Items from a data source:
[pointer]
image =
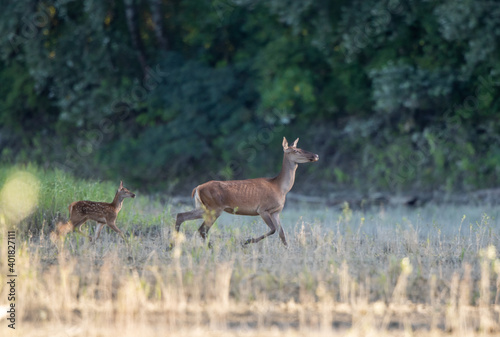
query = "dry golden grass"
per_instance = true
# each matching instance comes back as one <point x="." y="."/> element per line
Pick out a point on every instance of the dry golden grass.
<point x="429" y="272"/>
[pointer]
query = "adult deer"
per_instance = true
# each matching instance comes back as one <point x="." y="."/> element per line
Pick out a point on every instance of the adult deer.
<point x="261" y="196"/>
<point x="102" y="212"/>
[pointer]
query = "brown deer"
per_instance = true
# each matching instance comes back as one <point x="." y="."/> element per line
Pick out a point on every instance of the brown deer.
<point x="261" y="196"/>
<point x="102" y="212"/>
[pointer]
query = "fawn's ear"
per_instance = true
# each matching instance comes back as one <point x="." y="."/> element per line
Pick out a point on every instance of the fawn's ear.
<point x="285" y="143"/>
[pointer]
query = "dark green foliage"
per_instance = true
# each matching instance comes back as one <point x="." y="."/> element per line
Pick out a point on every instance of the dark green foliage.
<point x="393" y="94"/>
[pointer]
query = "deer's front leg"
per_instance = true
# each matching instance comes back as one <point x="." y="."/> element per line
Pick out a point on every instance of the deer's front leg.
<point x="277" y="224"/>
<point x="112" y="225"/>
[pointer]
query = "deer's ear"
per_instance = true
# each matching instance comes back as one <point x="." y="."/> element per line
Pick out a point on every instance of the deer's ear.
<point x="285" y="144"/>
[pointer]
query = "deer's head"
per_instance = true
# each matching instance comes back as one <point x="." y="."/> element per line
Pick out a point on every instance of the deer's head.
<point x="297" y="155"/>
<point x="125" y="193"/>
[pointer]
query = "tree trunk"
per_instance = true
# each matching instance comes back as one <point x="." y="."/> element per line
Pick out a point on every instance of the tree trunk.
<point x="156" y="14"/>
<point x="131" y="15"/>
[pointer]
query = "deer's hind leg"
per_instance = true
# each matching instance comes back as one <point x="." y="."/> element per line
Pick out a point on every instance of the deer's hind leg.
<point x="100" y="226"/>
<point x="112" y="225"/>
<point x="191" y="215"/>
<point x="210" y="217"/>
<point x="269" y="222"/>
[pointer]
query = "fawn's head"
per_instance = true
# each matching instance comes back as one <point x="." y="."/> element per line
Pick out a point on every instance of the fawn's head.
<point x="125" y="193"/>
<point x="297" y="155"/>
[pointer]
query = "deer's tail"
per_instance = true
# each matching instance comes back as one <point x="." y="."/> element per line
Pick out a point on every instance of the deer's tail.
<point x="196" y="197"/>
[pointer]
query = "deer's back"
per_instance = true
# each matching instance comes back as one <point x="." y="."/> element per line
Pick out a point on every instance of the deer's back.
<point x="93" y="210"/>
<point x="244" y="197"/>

TASK GOAL: A faithful copy of each entry is required, and no picture may be carried into it.

EXERCISE SOLUTION:
[pointer]
image =
query = "dry golden grass"
per_instance = true
# each matching instance comes back as one <point x="." y="."/> element per line
Pick out a point on every instance of the dry golden grass.
<point x="429" y="272"/>
[pointer]
query = "adult deer"
per_instance = true
# each matching instance comes back as one <point x="." y="."/> element per line
Pick out a point on every instance of the adult deer.
<point x="261" y="196"/>
<point x="102" y="212"/>
[pointer]
query = "brown deer"
per_instance = true
# each matching instance comes back as one <point x="." y="."/> element per line
Pick out a point on every instance of the brown deer.
<point x="261" y="196"/>
<point x="102" y="212"/>
[pointer]
query = "fawn's ear"
per_instance = true
# each matching instance comes back as one <point x="." y="."/> element per line
Pick out a point on every instance of the fawn's ear.
<point x="285" y="143"/>
[pointer]
query = "dark green foliage"
per_instance = true
# each matching instance comes back as one <point x="." y="."/> element per line
Pick out a point on every instance of the dark green foliage.
<point x="393" y="94"/>
[pointer]
query = "deer's front leg"
per_instance = true
# each matching instance comes back as one <point x="." y="."/> element per line
Pick out a point on every instance of the deer's front leg.
<point x="277" y="224"/>
<point x="112" y="225"/>
[pointer]
query = "deer's ear"
per_instance = true
# each matching instance comes back as one <point x="." y="."/> element per line
Pick out a point on every instance of the deer's ear.
<point x="285" y="144"/>
[pointer]
query = "deer's head"
per_instance = true
# each matching instance comes back as one <point x="." y="."/> element per line
Pick out a point on every instance of the deer's head.
<point x="297" y="155"/>
<point x="125" y="193"/>
[pointer]
query = "tree trunk"
per_instance = true
# each matching instance comes back as one <point x="." y="."/> element per line
Pick out a point on every instance of the tree trunk.
<point x="156" y="14"/>
<point x="131" y="15"/>
[pointer]
query = "deer's hind leg"
per_instance = true
# each matching instance comes back as one <point x="." y="."/> element per line
Pick out a point on every instance of the deer's hind leg.
<point x="100" y="226"/>
<point x="112" y="225"/>
<point x="191" y="215"/>
<point x="210" y="217"/>
<point x="269" y="222"/>
[pointer]
query = "fawn's head"
per_instance = true
# each matching instance comes back as one <point x="." y="."/> element per line
Pick out a point on every instance of the fawn's head.
<point x="125" y="193"/>
<point x="297" y="155"/>
[pointer]
query = "deer's tail"
per_instance = true
# each matching instance comes back as one <point x="." y="."/> element per line
Pick out a point on every instance of the deer's tail.
<point x="196" y="197"/>
[pointer]
query = "deer's back"
per_instance = true
# each matching instance comes back as one <point x="." y="."/> element per line
Pick out a point on every instance of the deer's back.
<point x="93" y="210"/>
<point x="244" y="197"/>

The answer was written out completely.